[EXTRAIT DE PAGE]:
»»

CONSEIL CONSTITUTIONNEL
ORDRE DU JOUR
Séance du mardi 24 octobre 1989 (11 heures)
EXAMEN, en application de l'article 37, alinéa 2, de la Constitution, d'une demande du Premier ministre tendant à l'appréciation de la nature juridique des dispositions de l'article 13 de la loi n° 82-659 du 30 juillet 1982 portant statut particulier de la région de Corse : compétences.
Rapporteur : Monsieur Jacques LATSCHA.
SEANCE DU 24 OCTOBRE 1989
La séance est ouverte le mardi 24 octobre à 11 heures en présence de tous les membres.
Monsieur le Président donne la parole à Monsieur LATSCHA pour la présentation de son rapport.
Monsieur LATSCHA : à la date du 25 septembre 1989, le Premier ministre nous a saisi sur le fondement de l'article 37 de la Constitution d'une demande tendant à l'appréciation de la nature juridique des dispositions de l'article 13 de la loi du 30 juillet 182 portant statut particulier de la région de Corse et touchant aux compétences de cette région.

««

[DONNÉES FOURNIES]:
»»

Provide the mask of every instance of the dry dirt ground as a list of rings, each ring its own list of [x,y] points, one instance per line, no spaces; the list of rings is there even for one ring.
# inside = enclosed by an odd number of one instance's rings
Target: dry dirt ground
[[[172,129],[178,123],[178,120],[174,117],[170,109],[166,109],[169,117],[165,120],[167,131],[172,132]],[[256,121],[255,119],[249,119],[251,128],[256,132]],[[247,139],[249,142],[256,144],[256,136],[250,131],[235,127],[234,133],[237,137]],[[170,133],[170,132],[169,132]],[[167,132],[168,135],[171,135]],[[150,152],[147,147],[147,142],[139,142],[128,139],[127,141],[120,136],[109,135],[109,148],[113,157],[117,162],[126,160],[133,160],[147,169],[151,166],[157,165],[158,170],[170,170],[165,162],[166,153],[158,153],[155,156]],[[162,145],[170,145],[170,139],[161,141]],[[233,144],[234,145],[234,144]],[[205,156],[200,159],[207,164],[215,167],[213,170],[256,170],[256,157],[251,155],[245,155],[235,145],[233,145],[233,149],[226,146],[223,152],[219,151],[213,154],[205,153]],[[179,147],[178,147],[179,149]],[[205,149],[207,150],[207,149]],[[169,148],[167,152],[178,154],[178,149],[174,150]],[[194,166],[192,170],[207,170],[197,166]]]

««

[À FAIRE]:
1. Relevez toutes les personnes ou fonctions citées dans l'extrait sur la séance du Conseil constitutionnel.
2. Poursuivez le compte rendu de la séance du Conseil constitutionnel après sa dernière phrase.

[CORRIGÉ]:
1.
- le Premier ministre
- Monsieur Jacques Latscha, le rapporteur
- Monsieur le Président

2.
Plusieurs approches préalables sont envisageables pour mieux appréhenter la portée de la demande du Premier ministre, il convient d'abord de citer et de situer, ce qui est plus difficile, le texte de l'article 13 de la loi du 30 juillet 1982.
Je me référerai au texte initial de l'article 13 avant de souligner que le texte présentement en vigueur est quelque peu différent pour des raisons implicites.
Que dit-il ?
"Les pouvoirs attribués au ministère par les articles 12 et 20 de la loi du 2 mai 1930 modifiée, ayant pour objet de réorganiser la protection des monuments naturels et des sites à caractère artistique, historique, scientifique, légendaire ou pittoresque sont, en ce qui concerne les sites naturels classés, (ceux-là sont les seuls qui nous intéressent) exercés par le représentant de l'Etat dans la région de Corse après consultation du collège régional du patrimoine et des sites, dont la composition sera précisée par la loi relative à la répartition des compétences entre les communes, les départements, les régions et l'Etat" (loi générale de décentralisation non limitée à la Corse du 8 janvier 1983).
On constate immédiatement que le texte a un objet assez limité et qu'il est pour partie en devenir.
L'objet est limité en ce sens que le léqislateur de 1982 a entendu dans la région Corse transférer au représentant de l'Etat une compétence en matière de sites naturels classés ou protégés (et ceux-là seulement), qui était à l'époque exercée par le ministre compétent, c'est-à-dire, le ministre chargé de l'environnement.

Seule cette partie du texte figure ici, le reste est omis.